SET TASK: Please return the items below unchanged, from the line holding "Each bokeh background—box it." through the end of the items, inclusive.

## begin

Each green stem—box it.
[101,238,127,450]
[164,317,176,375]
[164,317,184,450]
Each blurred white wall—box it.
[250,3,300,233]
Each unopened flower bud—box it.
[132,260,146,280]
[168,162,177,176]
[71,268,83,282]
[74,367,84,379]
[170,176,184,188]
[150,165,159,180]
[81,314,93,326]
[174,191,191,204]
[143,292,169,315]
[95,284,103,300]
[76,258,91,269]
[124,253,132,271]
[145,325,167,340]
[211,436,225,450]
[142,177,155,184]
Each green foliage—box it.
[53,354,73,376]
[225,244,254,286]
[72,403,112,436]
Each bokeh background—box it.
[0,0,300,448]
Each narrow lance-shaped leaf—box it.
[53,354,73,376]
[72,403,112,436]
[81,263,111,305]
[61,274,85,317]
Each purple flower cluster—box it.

## end

TASK RESPONSE:
Each bokeh background—box it.
[0,0,300,448]
Each narrow lance-shaped leaf—box it.
[53,354,73,376]
[72,403,112,436]
[81,263,111,305]
[61,274,85,317]
Each purple flower cluster—box it.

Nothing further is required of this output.